*EXERCISE MATERIAL*:
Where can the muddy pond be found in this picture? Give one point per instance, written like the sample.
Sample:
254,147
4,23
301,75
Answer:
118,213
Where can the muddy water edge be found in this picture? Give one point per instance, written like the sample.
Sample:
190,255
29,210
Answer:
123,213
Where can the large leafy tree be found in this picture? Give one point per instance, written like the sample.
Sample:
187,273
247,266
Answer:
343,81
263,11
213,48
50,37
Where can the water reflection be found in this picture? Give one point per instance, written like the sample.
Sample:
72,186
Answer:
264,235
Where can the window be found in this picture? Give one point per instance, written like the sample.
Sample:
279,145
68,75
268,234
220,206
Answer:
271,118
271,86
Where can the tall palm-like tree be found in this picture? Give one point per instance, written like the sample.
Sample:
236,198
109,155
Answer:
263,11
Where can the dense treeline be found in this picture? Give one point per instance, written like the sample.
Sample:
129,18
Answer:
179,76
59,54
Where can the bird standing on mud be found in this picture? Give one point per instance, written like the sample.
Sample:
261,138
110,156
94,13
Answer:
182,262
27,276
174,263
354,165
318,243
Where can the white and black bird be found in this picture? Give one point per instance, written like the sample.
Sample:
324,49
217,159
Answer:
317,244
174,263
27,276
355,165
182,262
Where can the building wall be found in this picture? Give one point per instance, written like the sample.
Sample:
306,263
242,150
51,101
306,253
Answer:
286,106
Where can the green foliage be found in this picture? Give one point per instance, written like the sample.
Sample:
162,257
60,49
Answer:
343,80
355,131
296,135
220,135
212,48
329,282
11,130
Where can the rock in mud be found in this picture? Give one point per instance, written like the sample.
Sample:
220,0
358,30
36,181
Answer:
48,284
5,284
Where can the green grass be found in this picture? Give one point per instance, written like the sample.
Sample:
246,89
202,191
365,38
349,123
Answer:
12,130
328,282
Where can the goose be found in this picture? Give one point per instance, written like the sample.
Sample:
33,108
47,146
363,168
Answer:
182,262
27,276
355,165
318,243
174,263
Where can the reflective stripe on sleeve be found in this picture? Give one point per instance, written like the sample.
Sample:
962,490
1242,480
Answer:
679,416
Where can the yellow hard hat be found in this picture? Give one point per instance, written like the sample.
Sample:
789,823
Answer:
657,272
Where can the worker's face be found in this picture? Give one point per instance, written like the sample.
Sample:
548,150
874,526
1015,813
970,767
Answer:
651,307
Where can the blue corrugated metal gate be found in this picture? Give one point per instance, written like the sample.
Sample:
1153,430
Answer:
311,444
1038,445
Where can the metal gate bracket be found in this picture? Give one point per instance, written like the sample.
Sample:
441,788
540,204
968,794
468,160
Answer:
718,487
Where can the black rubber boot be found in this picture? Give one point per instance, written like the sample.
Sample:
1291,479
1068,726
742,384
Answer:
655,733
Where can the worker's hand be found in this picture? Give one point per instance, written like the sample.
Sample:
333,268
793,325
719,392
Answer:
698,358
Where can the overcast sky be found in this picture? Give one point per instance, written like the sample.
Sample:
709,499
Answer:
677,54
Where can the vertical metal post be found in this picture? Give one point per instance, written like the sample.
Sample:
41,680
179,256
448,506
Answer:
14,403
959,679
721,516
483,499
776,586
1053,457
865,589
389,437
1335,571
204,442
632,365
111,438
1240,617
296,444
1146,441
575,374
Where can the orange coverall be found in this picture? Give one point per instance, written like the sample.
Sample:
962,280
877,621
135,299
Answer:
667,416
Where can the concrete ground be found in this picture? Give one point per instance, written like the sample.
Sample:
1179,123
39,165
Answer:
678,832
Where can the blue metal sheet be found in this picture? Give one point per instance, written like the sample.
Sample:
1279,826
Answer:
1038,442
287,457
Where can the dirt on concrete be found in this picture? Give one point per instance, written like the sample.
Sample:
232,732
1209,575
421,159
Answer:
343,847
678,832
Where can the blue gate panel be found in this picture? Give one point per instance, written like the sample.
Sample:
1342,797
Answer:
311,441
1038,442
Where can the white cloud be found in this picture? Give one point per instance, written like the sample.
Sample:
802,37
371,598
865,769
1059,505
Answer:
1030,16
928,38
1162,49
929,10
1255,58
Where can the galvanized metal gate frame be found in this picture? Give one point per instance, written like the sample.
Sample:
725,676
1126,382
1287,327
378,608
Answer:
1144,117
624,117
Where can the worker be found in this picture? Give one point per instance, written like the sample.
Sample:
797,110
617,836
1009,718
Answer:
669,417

*WHAT IS REQUIRED*:
Search the records for the word "blue". Copy each line where it appears.

*TASK RESULT*:
Where can the blue corrugated metal gate be found in this picture? Give one point per instance, written like the sample.
Where can the blue metal sheet be found in this picture? Give one point per instance, written like the sample.
Where can the blue gate panel be found in this picture? Give one point per instance, written like the sample.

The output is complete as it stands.